EXERCISE 1 = From the article on the PayPal Invoice Bitcoin scam, return the passage starting with "This is a widely" and going on through "from the unwary.", copied word for word.
EXERCISE 2 = In the article on the PayPal Invoice Bitcoin scam, condense the paragraph that begins "In reality, the real sender" into a shorter version that keeps its main facts.

PAGE TEXT =
-- Begin --
PayPal Invoice is a service from the well-known payment gateway that allows people to create and send pro-forma invoices directly from their account: this time it was used to pull off yet another Bitcoin scam.  

This is a widely used system for requesting payments for professional services, since it also allows invoices to be customized. Those who do not have their own billing system and intend to get paid through PayPal can use it to easily create and send their own pro forma invoices. 

For some time now, Trend Micro has discovered that a scam has been circulating that tries to exploit the name PayPal Invoice and some cryptocurrencies, including Bitcoin, to steal money from the unwary.

The Bitcoin and PayPal invoice scam

From a strictly technical point of view, the scam is very trivial. 

In fact, it is perpetrated simply by sending a fake email with sender [email protected] asking for a payment in cryptocurrencies. 

Trend Micro also published a screenshot: 

scam bitcoin

In reality, the real sender is not [email protected], and the email is not sent from PayPal’s servers or computers whatsoever. In fact, there are easy-to-implement and easy-to-use technologies that allow emails to be sent by entering an email address at the sender’s convenience, so in fact anyone can easily send an email with [email protected] as the sender’s address. As a matter of fact, virtually anyone who wants to can send any email with any sender’s address.
-- End --
RECORDS SHOWN =
-- Begin --
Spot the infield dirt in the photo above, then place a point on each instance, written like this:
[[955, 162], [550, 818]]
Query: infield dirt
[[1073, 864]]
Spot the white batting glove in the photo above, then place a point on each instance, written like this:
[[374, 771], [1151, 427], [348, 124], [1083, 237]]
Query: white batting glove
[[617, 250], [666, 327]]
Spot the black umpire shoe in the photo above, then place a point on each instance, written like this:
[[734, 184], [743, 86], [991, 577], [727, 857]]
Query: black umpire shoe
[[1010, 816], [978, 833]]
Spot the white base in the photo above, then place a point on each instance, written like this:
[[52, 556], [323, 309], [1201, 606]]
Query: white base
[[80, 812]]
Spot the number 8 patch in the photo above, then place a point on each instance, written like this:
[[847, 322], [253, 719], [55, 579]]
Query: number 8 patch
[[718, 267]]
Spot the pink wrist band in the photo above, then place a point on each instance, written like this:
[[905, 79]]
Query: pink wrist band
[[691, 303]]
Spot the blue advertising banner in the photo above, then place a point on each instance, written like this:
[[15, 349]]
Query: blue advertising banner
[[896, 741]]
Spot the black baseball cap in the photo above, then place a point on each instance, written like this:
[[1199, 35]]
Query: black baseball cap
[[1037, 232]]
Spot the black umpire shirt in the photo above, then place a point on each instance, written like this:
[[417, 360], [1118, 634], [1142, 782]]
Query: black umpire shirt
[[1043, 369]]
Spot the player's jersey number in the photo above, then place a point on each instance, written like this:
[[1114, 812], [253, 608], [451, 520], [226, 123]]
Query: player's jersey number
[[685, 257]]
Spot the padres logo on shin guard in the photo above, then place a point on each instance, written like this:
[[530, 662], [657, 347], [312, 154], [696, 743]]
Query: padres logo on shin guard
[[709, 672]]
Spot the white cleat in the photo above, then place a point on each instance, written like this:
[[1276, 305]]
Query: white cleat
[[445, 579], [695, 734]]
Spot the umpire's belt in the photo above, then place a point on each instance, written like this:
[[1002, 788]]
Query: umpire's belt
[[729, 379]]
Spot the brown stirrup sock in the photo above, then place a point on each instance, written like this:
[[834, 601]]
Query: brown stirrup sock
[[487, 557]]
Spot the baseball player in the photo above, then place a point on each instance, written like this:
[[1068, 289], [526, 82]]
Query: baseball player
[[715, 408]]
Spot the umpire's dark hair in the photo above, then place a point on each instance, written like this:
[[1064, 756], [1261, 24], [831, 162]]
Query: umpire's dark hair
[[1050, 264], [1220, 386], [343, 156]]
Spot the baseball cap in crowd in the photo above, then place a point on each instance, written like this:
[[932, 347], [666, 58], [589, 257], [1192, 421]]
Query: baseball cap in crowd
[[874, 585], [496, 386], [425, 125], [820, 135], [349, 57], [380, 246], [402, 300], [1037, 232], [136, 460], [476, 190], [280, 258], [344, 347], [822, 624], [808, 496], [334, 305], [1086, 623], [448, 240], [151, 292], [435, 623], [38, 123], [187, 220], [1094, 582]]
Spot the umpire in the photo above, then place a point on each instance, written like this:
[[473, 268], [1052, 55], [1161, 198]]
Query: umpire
-- End --
EXPECTED OUTPUT 1 =
This is a widely used system for requesting payments for professional services, since it also allows invoices to be customized. Those who do not have their own billing system and intend to get paid through PayPal can use it to easily create and send their own pro forma invoices. 

For some time now, Trend Micro has discovered that a scam has been circulating that tries to exploit the name PayPal Invoice and some cryptocurrencies, including Bitcoin, to steal money from the unwary.

EXPECTED OUTPUT 2 = The email does not really come from [email protected] or from any PayPal server. Simple, easy-to-use technologies let a sender enter any address they choose, so anyone can send an email that appears to come from [email protected] or from any other address.